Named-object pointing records
::::

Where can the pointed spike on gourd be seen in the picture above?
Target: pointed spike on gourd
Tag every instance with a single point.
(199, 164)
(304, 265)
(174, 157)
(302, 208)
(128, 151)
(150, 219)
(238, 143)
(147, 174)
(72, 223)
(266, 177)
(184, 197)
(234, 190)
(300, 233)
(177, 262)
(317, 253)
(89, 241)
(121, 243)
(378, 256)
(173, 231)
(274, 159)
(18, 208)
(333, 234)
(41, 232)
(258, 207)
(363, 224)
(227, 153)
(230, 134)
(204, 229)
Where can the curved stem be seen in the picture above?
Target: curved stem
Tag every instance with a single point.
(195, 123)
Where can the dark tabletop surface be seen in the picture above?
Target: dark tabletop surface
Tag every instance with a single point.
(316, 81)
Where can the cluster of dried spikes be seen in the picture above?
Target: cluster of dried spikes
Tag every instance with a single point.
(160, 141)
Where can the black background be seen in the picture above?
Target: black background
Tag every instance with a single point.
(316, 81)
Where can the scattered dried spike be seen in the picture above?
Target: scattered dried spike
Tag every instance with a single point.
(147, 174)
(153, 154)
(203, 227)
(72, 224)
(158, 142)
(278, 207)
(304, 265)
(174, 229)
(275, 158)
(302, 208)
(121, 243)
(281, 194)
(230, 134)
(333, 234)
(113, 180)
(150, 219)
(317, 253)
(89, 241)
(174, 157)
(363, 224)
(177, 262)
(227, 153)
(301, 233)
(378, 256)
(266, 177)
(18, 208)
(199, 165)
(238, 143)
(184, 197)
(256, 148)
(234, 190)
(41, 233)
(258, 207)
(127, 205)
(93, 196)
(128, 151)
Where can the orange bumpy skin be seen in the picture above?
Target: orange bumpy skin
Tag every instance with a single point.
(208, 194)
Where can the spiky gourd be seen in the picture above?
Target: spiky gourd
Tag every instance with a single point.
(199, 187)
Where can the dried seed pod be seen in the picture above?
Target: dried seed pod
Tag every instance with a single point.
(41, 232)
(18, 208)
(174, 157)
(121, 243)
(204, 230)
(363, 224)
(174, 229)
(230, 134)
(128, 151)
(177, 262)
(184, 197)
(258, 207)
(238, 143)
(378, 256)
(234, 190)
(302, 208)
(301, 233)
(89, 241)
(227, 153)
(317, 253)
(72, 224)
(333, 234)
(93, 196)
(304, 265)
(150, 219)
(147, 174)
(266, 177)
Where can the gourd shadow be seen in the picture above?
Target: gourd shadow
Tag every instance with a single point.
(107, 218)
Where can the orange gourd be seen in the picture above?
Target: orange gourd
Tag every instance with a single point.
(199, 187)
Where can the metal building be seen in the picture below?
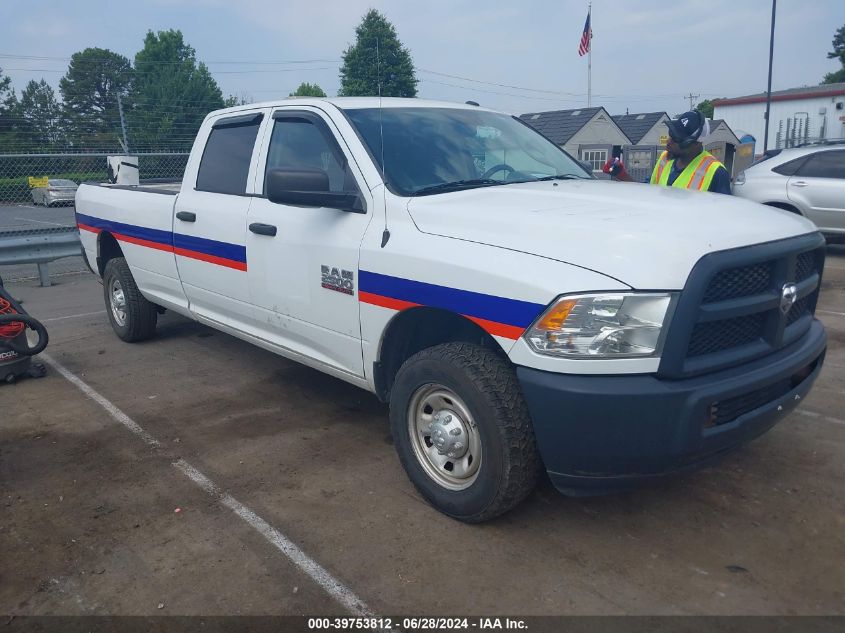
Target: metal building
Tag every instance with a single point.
(798, 115)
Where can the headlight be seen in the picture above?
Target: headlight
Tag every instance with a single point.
(608, 325)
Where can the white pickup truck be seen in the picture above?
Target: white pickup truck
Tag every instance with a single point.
(517, 314)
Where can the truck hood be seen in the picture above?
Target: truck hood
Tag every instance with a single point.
(645, 236)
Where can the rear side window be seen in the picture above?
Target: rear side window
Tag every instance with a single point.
(225, 162)
(824, 165)
(301, 141)
(790, 168)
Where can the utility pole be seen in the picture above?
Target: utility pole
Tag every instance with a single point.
(692, 99)
(125, 143)
(769, 87)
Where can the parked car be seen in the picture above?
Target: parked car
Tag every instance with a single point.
(517, 313)
(807, 180)
(57, 191)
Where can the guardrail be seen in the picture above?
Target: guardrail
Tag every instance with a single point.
(39, 246)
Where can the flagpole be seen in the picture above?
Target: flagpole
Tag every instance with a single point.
(590, 55)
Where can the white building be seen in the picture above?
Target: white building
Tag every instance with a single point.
(798, 115)
(591, 134)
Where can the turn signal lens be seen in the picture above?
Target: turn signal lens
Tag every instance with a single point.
(555, 317)
(607, 325)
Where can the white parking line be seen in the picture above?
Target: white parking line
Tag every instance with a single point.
(331, 585)
(43, 222)
(73, 316)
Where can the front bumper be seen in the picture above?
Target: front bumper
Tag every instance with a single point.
(599, 434)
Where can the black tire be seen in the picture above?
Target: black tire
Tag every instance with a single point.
(488, 388)
(139, 315)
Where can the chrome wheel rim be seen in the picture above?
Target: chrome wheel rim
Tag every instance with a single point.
(117, 300)
(444, 437)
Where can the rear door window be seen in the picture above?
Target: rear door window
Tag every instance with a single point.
(789, 168)
(228, 152)
(301, 141)
(824, 165)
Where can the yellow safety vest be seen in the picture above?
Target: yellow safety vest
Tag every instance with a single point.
(698, 174)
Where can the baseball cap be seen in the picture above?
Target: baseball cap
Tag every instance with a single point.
(689, 126)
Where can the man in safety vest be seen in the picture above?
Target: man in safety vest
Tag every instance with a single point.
(684, 164)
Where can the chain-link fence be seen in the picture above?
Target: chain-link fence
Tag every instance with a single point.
(17, 169)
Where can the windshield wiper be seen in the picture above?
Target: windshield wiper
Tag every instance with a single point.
(561, 177)
(458, 185)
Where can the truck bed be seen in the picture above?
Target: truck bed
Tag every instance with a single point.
(166, 187)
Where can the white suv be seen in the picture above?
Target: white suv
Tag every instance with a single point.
(807, 180)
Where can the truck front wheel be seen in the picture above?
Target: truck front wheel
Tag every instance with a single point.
(462, 431)
(132, 317)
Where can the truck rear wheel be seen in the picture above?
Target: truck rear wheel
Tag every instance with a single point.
(463, 432)
(132, 317)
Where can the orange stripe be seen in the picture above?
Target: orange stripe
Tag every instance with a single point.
(385, 302)
(140, 242)
(495, 328)
(491, 327)
(661, 165)
(703, 167)
(211, 259)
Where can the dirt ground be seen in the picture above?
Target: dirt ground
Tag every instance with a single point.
(95, 520)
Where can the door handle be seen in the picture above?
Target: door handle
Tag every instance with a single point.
(263, 229)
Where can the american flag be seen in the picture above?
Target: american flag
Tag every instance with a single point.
(586, 36)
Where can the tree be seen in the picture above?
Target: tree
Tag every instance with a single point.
(308, 90)
(171, 92)
(364, 67)
(8, 111)
(95, 79)
(838, 52)
(39, 114)
(233, 100)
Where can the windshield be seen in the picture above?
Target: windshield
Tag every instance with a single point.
(432, 150)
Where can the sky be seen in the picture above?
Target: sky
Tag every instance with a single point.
(517, 56)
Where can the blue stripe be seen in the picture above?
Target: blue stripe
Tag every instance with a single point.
(481, 306)
(234, 252)
(130, 230)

::::

Required work.
Keep only the lines from the one containing "Where can the windshield wiper" to the end of the entries, and repeat them exactly.

Output of the task.
Where can the windshield wiper be seen in the picture above?
Target: windshield wiper
Tag every instance with a single point.
(561, 177)
(458, 185)
Where can the truck bed be seen in the picture above?
Target: truck bed
Tag every instance with a single point.
(166, 187)
Where can the white suv be seen in the picture above?
Target: white suv
Tag every instance with a single point.
(807, 180)
Where can the truck front wheel be seen in the picture above?
Target: truck front wheel
Tag every instance with a single point.
(462, 431)
(132, 317)
Where can the truck rear wheel be seen in the picture above?
Target: truck rear wheel
Tag every instance with a single point.
(463, 432)
(132, 317)
Where can the orange stripe be seen in the picture above?
Target: orange stripe
Tag every instance with a single point.
(385, 302)
(140, 242)
(495, 328)
(491, 327)
(661, 165)
(703, 167)
(211, 259)
Where can the dirt ground be seen in the picture above?
Target: dirt ground
Tag every instance with a single point.
(95, 520)
Where can the door handle be seen in the picture above?
Target: door handle
Tag every instance with a single point.
(263, 229)
Where can the american flag be seen in the picture above?
Target: american flag
Tag every instance with a single point.
(586, 36)
Where can the tree be seen in the picture above?
Target: tree
Tag every instance with a single point.
(308, 90)
(171, 92)
(364, 67)
(8, 111)
(95, 79)
(838, 52)
(39, 114)
(233, 100)
Where can the windshield be seen in the picture above?
Target: windshield
Tag every instance with a single point.
(432, 150)
Where can the sky be seen in the picture above?
Target: sky
Tag every instance with a single point.
(517, 56)
Where can the blue stripe be seen in the picture above?
Target: blue stripe
Tag every instance with a single point.
(481, 306)
(234, 252)
(130, 230)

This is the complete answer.